▶ [What is needed]
Please gather every line of the items below that contains the word "cloth", treating uppercase and lowercase as different.

Position identification records
= = = =

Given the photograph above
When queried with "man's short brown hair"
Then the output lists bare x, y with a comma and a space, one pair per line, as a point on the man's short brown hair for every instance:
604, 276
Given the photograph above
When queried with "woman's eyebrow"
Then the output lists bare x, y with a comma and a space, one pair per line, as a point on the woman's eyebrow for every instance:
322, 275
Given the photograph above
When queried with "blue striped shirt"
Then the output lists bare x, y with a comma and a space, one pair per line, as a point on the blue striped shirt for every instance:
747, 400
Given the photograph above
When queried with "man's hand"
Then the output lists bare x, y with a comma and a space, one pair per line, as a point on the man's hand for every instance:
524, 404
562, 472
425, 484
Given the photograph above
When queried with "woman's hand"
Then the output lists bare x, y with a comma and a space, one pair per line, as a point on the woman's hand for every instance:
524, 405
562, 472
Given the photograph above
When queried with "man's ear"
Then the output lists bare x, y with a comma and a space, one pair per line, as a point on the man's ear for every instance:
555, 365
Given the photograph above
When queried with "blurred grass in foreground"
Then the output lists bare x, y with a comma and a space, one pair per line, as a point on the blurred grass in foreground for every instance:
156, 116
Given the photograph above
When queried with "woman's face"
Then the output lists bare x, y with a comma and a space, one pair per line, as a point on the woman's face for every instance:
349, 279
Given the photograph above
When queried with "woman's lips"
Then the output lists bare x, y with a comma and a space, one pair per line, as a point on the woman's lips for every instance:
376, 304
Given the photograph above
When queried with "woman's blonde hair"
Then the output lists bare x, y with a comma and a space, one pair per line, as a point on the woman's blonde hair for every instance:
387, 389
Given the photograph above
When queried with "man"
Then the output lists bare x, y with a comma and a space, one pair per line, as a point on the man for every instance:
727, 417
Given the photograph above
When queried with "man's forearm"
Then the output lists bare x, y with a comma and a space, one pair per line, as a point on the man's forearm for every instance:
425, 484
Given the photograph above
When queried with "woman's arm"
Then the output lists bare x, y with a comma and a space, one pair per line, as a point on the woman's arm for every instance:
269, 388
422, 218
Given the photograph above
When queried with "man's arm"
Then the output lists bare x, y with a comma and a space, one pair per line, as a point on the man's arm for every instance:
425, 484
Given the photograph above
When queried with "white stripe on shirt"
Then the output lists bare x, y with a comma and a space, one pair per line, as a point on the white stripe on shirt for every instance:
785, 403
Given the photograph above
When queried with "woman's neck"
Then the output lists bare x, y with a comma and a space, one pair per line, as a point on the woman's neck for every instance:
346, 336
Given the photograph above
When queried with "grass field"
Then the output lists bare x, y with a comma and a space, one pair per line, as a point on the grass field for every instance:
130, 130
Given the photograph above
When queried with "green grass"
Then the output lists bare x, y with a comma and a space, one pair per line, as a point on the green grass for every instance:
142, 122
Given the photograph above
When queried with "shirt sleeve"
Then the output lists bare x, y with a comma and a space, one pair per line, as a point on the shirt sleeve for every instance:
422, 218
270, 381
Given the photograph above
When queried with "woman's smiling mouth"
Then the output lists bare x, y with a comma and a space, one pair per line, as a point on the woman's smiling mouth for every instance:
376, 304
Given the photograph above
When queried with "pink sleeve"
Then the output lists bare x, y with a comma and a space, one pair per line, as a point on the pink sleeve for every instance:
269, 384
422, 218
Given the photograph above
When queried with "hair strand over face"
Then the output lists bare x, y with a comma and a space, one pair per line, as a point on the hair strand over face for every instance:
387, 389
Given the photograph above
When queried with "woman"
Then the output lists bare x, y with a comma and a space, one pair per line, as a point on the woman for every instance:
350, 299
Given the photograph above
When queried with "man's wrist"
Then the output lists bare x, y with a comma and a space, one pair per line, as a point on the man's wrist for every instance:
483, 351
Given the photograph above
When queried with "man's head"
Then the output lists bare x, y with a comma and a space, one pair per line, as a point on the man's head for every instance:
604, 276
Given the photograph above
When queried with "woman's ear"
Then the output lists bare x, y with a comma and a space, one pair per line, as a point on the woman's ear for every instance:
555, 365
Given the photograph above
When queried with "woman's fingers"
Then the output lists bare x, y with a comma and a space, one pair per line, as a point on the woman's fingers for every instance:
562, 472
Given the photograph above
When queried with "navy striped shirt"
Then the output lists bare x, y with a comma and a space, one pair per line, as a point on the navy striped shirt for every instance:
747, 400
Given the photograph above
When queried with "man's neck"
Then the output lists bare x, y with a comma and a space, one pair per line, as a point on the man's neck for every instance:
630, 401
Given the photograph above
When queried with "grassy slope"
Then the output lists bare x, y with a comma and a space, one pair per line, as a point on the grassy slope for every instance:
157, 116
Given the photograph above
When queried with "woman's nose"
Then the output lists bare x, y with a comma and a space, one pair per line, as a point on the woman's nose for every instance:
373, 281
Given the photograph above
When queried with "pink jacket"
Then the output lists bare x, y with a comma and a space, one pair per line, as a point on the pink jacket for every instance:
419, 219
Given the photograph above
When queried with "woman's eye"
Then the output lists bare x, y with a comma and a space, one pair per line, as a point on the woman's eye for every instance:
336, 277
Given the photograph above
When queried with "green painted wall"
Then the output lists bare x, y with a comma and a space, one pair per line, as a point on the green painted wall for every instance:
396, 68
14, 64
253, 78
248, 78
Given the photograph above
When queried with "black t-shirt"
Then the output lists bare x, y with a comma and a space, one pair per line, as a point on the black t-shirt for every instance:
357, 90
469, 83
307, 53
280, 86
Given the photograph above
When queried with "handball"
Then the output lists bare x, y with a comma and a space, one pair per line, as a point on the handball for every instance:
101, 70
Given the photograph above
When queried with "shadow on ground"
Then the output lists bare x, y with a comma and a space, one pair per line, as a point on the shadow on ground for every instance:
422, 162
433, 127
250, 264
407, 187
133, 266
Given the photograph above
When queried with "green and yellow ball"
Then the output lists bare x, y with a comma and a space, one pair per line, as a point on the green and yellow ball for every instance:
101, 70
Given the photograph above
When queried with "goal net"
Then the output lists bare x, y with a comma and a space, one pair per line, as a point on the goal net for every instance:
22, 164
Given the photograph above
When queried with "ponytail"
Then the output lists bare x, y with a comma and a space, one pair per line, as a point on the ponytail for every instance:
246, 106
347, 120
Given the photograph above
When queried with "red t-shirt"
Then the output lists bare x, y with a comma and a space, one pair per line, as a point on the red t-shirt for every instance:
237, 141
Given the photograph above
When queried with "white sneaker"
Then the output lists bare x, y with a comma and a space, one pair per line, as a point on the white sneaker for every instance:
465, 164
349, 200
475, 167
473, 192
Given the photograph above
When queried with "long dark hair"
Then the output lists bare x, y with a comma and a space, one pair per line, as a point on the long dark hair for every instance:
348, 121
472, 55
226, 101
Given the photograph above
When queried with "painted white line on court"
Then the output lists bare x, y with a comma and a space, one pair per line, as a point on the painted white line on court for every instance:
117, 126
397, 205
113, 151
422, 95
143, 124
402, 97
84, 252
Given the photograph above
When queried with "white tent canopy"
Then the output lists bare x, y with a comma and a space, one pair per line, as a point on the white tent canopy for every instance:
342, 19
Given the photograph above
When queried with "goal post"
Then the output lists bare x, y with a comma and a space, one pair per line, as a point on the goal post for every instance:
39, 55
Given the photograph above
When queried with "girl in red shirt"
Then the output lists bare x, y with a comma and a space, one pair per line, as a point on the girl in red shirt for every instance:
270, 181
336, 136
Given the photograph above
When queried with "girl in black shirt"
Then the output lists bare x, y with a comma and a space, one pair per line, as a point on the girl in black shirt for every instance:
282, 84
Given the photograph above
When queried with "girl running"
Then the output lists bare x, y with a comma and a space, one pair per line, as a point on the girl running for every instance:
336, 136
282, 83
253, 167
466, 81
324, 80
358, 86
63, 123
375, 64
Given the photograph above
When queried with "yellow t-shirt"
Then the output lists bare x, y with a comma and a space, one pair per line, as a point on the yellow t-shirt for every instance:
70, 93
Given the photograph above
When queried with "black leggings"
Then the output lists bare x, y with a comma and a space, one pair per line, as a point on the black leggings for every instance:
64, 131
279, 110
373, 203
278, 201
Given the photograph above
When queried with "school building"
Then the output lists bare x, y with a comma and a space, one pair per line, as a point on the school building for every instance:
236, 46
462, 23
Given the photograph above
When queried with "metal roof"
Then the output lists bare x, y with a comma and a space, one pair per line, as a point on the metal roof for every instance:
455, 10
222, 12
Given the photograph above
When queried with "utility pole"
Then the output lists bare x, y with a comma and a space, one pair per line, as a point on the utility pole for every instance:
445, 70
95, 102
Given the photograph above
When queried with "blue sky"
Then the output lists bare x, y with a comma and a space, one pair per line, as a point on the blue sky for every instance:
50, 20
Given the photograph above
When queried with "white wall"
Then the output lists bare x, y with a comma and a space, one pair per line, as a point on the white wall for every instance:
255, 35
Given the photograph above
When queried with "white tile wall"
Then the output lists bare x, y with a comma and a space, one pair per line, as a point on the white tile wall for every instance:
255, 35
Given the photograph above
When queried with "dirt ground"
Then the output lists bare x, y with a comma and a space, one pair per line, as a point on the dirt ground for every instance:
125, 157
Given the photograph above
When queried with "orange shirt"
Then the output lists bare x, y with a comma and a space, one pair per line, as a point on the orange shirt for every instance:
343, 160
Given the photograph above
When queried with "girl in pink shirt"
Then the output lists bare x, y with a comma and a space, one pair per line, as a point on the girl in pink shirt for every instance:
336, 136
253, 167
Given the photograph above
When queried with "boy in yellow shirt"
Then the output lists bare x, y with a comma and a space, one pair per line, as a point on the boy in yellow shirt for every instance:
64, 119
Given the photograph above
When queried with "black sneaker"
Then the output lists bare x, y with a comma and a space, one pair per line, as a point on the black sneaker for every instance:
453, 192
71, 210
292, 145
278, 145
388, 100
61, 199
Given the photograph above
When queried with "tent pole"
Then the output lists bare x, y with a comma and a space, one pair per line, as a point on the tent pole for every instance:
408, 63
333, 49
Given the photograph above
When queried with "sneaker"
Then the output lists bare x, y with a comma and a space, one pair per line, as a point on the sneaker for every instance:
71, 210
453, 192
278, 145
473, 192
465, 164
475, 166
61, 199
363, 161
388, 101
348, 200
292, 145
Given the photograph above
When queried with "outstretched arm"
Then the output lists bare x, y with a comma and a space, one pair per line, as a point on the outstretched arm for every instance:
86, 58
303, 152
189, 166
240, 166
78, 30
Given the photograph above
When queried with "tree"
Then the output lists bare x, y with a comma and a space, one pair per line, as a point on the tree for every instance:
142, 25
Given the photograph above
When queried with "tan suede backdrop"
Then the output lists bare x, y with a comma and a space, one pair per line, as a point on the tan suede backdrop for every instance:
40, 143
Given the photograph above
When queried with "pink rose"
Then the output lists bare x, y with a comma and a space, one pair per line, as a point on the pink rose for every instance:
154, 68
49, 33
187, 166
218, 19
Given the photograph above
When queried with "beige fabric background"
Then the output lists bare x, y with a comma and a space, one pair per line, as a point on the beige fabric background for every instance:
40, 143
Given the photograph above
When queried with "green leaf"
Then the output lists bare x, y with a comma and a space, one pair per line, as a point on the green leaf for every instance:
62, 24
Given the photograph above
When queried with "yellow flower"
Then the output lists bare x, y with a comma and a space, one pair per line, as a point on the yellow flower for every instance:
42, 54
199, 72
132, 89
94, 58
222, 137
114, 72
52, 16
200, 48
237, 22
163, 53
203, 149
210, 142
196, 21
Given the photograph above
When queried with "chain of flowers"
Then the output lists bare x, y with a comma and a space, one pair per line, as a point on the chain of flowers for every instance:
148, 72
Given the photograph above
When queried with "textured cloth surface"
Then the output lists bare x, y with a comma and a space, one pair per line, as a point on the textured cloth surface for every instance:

= = = =

▶ [In response]
When queried with "textured cloth surface"
Then the output lists bare x, y with a comma and a space, one pair per line, as a point on the textured cloth surface for every instance:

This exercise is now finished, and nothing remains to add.